───── Extract

That was especially true after a Leno ally, District 3 supervisor Aaron Peskin, engineered Breed’s ouster as acting mayor in January, replacing her with Mark Farrell, the white, male Marina district supervisor. Breed was able to flip this short-term setback into what could be a long-term gain, garnering campaign donations, celebrity endorsements, and priceless momentum on a narrative of a black woman done dirty by back-room-dealing white men. Once an appointee of moderate mayor Willie Brown, in both his contested races Leno defeated progressives—Britt in 2002 and Migden in 2008. Although he could have played for moderate voters this time, Latterman says Leno made an early choice to tack left, a bet predicated on the weakness of Kim’s candidacy. That hasn’t come to pass, and Breed’s support from moderates means there’s no room for him to move to the center.
Today Leno’s challenge is this: He’s endorsed by the long-battling progressive Peskin and the moderate state senator Scott Wiener (who has since also endorsed Breed). How can Leno credibly reach out to both of their voter bases when each block has a more natural fit with Kim and Breed, respectively?
For Leno to win—and he certainly still has a chance—he’ll have to prevail in what’s essentially a hidden progressive primary that will happen simultaneously with the election on June 5. This is where San Francisco’s ranked-choice voting system could make a difference. If Leno finishes ahead of Kim but behind Breed, he could take enough votes from the third-place Kim to vault into first. However, should Kim finish ahead of Leno, it dooms his chances. That may be why, according to at least one well-positioned source, Leno tried at least twice to convince Kim to stay out or drop out of the race, telling her that she would only amount to a spoiler.
John Avalos, the progressive former supervisor who ran to a second-place finish against Lee in 2011, still sees a lane for Leno among the city’s leftmost-leaning voters. “Leno is a mensch and has quite a progressive record of major accomplishments on a wide range of issues in the state of California,” Avalos says. “I don’t see him being squeezed so much from the left.” Avalos praises Kim and Leno for “running cooperatively” and saving their attacks for Breed.
But not attacking Kim (at least in public) and throwing only glancing blows at Breed may become a problem for Leno, says Jason McDaniel, a political science professor at San Francisco State. “Leno may be suffering from second-choice syndrome,” he says. “He’s broadly acceptable to many, but doesn’t engender much passionate support.”
Leno at times seems as if he’s running for mayor of the city he departed 15 years ago, not the city he returned to. Insiders trade stories about an early campaign event during which he spent what felt like 20 or 30 minutes detailing the minutiae of a statewide fight to eliminate certain kinds of toxic flame retardants from couches and other kinds of furniture. Important? Yes. Among the voters’ top issues this year? Not so much.
It’s easiest to catch that disconnect in Leno’s smallest moments, like the one in front of the Potrero Hill Democratic Club in February when, in talking about the Twitter tax break, he posed a rhetorical question: “Imagine if instead of bringing all these new folks from out of town…” Then he paused, his voice trailing off for a moment, before adding, “…they are welcome to come, of course.” It was the pause of a man who hasn’t made up his mind about the new San Francisco—a city that may have left him behind.

──────────

# What the exercise asks
Copy out the passage on Leno's mayoral campaign word for word, starting with "Leno at times" and going on through "Not so much.". The entries after this point are separate material, unrelated to the passage on Leno's mayoral campaign.

───── Data extracts

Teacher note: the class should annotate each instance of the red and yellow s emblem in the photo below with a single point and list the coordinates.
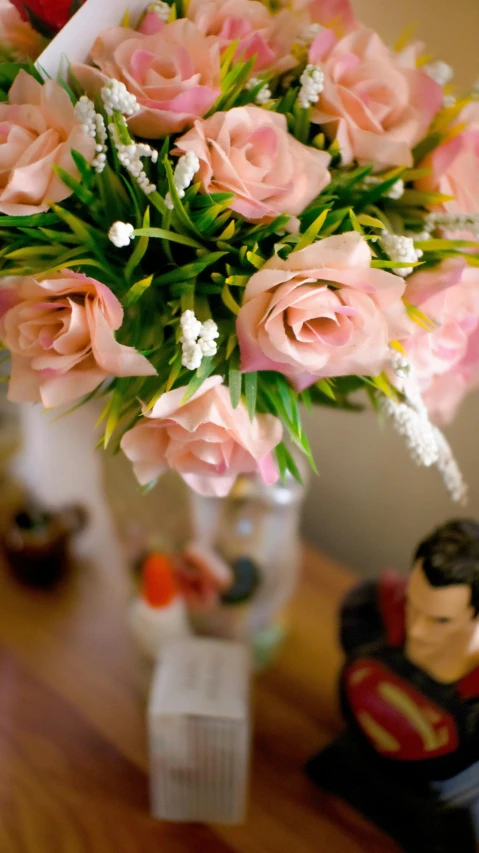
(399, 721)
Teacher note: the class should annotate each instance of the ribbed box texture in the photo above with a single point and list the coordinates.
(199, 732)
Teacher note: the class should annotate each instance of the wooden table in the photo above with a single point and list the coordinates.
(73, 760)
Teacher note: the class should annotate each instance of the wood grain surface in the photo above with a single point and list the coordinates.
(73, 759)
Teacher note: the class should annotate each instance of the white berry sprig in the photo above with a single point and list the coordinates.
(312, 84)
(425, 442)
(93, 124)
(183, 175)
(198, 340)
(400, 249)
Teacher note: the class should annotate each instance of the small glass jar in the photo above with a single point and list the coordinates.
(259, 523)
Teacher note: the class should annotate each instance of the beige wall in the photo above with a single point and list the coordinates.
(371, 504)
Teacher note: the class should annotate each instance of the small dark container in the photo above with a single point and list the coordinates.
(36, 544)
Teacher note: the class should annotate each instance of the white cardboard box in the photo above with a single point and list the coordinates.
(199, 732)
(74, 42)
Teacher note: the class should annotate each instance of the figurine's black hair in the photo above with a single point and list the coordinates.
(450, 555)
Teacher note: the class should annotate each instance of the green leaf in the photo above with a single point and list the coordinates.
(86, 171)
(137, 290)
(188, 271)
(425, 199)
(312, 232)
(140, 249)
(325, 386)
(354, 221)
(426, 146)
(36, 220)
(179, 208)
(81, 191)
(305, 398)
(113, 418)
(377, 263)
(377, 191)
(251, 392)
(231, 345)
(229, 300)
(234, 383)
(287, 463)
(174, 372)
(172, 236)
(206, 368)
(370, 221)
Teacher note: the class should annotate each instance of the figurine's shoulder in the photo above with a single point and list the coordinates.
(468, 687)
(372, 611)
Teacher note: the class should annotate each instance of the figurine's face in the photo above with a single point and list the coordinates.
(438, 619)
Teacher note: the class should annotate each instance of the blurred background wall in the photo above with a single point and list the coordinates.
(370, 504)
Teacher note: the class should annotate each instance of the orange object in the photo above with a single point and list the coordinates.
(159, 583)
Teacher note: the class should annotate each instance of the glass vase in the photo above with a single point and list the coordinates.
(260, 523)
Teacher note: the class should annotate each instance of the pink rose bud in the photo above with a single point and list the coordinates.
(446, 358)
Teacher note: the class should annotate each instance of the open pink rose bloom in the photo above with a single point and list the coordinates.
(38, 128)
(322, 312)
(60, 332)
(205, 440)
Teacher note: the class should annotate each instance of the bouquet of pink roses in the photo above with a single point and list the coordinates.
(229, 208)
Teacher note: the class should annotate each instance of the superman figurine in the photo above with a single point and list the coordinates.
(409, 759)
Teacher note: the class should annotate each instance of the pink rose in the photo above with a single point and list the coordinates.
(249, 152)
(174, 74)
(258, 32)
(322, 312)
(60, 333)
(16, 36)
(454, 166)
(447, 359)
(207, 441)
(38, 128)
(377, 105)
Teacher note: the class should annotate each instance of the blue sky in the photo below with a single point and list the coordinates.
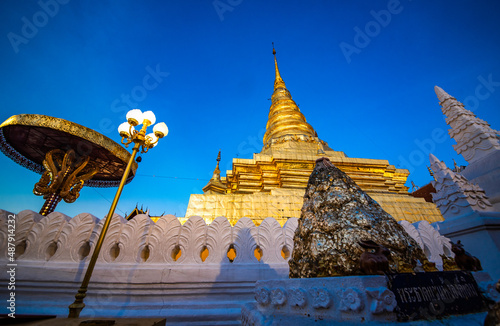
(362, 72)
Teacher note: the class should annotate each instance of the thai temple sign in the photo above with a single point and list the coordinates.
(273, 183)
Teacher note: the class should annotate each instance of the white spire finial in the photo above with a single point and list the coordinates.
(442, 95)
(433, 158)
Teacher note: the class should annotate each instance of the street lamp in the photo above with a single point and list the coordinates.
(141, 141)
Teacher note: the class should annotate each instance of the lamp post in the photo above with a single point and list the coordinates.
(143, 142)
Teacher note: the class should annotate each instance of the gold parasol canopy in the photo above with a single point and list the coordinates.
(27, 138)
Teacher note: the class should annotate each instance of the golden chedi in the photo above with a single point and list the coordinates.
(273, 182)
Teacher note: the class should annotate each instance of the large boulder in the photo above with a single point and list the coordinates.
(335, 217)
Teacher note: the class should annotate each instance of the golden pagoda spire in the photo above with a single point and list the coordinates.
(216, 175)
(285, 118)
(278, 82)
(215, 185)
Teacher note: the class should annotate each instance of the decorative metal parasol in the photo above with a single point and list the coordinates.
(68, 156)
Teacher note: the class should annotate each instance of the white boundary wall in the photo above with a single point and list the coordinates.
(130, 280)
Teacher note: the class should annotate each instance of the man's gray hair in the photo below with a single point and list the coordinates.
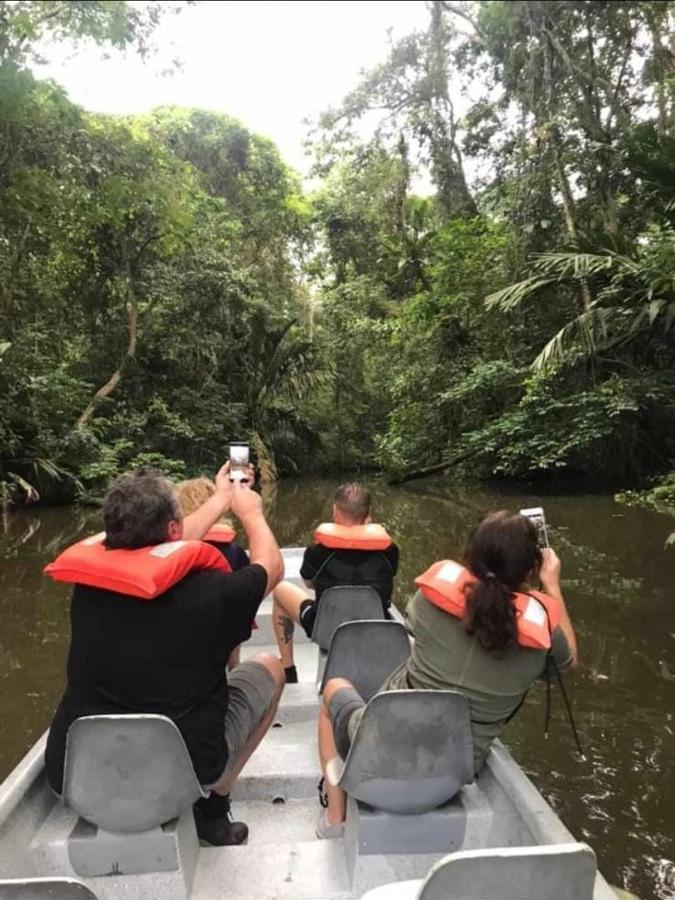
(137, 510)
(353, 501)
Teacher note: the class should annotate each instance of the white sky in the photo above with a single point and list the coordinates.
(269, 64)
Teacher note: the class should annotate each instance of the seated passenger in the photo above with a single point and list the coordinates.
(334, 560)
(168, 655)
(191, 495)
(478, 629)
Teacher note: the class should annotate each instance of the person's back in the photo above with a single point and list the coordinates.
(478, 629)
(192, 494)
(344, 552)
(444, 656)
(166, 653)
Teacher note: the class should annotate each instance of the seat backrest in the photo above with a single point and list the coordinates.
(346, 603)
(365, 653)
(551, 872)
(44, 889)
(128, 773)
(411, 752)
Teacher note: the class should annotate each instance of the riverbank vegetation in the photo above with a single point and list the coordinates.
(483, 274)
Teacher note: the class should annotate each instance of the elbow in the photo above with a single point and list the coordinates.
(276, 571)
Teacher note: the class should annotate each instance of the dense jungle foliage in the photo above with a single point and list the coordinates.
(484, 276)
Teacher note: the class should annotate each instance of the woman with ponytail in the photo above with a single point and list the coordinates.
(481, 628)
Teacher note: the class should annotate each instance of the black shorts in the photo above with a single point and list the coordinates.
(307, 615)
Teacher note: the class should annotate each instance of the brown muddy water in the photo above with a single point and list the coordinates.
(619, 583)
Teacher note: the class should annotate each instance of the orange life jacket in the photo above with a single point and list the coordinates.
(220, 534)
(352, 537)
(146, 572)
(444, 584)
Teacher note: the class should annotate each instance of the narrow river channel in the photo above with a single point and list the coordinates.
(619, 583)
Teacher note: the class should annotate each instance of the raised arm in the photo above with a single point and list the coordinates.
(263, 548)
(549, 575)
(198, 523)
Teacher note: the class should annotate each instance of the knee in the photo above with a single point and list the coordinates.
(273, 666)
(333, 685)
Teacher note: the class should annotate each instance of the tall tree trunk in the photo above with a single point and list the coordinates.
(402, 185)
(129, 354)
(447, 169)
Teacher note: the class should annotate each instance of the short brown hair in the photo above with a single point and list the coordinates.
(353, 501)
(137, 510)
(194, 492)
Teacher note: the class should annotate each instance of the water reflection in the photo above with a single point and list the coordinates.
(618, 581)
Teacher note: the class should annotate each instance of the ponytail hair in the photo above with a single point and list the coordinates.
(502, 552)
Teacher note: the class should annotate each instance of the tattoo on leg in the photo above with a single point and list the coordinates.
(287, 625)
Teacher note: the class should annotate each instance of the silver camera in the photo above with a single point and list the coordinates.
(536, 516)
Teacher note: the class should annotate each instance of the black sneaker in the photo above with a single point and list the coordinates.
(221, 830)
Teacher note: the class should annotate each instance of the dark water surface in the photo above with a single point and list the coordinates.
(620, 589)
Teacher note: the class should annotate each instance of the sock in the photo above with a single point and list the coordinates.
(215, 806)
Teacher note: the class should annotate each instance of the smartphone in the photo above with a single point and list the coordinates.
(536, 516)
(239, 457)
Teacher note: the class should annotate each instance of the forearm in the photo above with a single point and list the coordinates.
(553, 590)
(263, 548)
(198, 523)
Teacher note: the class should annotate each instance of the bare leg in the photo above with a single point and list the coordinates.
(273, 666)
(235, 658)
(283, 631)
(288, 598)
(335, 814)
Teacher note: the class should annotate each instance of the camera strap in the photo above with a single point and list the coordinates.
(550, 658)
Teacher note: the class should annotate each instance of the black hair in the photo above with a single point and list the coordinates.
(137, 510)
(353, 500)
(502, 551)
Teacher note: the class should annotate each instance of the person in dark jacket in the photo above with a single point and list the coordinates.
(168, 655)
(192, 494)
(324, 567)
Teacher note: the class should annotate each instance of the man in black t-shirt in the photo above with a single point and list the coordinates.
(323, 567)
(169, 655)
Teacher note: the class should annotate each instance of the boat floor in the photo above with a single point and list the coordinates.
(276, 795)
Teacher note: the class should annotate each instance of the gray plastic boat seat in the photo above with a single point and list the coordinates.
(366, 653)
(44, 889)
(549, 872)
(128, 773)
(346, 603)
(412, 751)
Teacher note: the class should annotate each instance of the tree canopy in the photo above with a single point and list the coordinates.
(167, 284)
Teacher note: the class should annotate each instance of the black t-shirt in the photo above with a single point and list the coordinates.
(333, 568)
(166, 656)
(233, 553)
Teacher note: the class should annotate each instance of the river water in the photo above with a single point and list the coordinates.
(619, 585)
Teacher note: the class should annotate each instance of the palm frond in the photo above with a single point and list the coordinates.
(591, 329)
(513, 295)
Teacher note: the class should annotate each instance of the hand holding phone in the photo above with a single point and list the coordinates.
(239, 460)
(536, 515)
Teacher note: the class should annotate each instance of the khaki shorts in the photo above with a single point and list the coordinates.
(251, 693)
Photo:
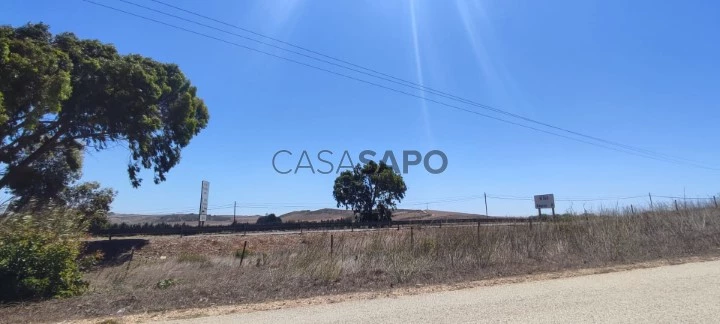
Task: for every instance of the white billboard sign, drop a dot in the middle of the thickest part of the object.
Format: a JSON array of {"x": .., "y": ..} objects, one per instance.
[
  {"x": 545, "y": 201},
  {"x": 203, "y": 200}
]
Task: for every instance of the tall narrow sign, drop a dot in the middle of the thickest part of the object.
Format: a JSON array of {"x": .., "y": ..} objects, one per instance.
[{"x": 203, "y": 201}]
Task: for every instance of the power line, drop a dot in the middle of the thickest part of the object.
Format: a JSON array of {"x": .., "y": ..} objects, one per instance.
[
  {"x": 625, "y": 148},
  {"x": 385, "y": 76}
]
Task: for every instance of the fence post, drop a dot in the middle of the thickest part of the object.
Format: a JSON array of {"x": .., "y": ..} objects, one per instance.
[
  {"x": 485, "y": 195},
  {"x": 242, "y": 256},
  {"x": 412, "y": 238}
]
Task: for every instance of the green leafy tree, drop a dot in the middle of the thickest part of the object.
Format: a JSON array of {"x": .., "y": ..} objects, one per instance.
[
  {"x": 269, "y": 219},
  {"x": 371, "y": 190},
  {"x": 60, "y": 95}
]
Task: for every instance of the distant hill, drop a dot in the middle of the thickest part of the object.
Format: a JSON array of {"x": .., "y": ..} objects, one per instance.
[{"x": 294, "y": 216}]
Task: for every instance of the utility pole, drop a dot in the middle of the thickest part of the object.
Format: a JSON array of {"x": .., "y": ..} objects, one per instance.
[{"x": 485, "y": 195}]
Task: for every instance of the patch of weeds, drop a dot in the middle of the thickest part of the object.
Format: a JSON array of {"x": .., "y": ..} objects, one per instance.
[
  {"x": 239, "y": 253},
  {"x": 192, "y": 258},
  {"x": 165, "y": 283}
]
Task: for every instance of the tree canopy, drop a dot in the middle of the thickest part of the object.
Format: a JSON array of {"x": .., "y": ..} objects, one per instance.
[
  {"x": 371, "y": 190},
  {"x": 61, "y": 95},
  {"x": 269, "y": 219}
]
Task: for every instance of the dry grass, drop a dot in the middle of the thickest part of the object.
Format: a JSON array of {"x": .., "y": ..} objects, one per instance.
[{"x": 303, "y": 266}]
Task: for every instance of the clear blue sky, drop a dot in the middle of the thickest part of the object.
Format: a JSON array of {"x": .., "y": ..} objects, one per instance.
[{"x": 643, "y": 73}]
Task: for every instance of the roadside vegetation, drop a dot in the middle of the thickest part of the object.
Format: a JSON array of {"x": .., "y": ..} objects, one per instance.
[{"x": 173, "y": 272}]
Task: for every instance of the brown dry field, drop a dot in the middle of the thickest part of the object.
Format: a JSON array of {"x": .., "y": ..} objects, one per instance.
[
  {"x": 295, "y": 216},
  {"x": 172, "y": 273}
]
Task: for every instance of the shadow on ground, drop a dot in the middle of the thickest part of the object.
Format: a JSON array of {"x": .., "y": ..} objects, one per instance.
[{"x": 114, "y": 251}]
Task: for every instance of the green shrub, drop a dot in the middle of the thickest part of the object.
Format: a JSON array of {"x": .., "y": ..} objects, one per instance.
[
  {"x": 38, "y": 256},
  {"x": 36, "y": 264}
]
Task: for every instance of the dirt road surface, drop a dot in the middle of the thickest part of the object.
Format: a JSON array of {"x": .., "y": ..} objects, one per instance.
[{"x": 670, "y": 294}]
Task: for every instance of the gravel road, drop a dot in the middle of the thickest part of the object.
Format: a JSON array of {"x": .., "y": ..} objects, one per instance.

──────────

# Solution
Leno at times seems as if he’s running for mayor of the city he departed 15 years ago, not the city he returned to. Insiders trade stories about an early campaign event during which he spent what felt like 20 or 30 minutes detailing the minutiae of a statewide fight to eliminate certain kinds of toxic flame retardants from couches and other kinds of furniture. Important? Yes. Among the voters’ top issues this year? Not so much.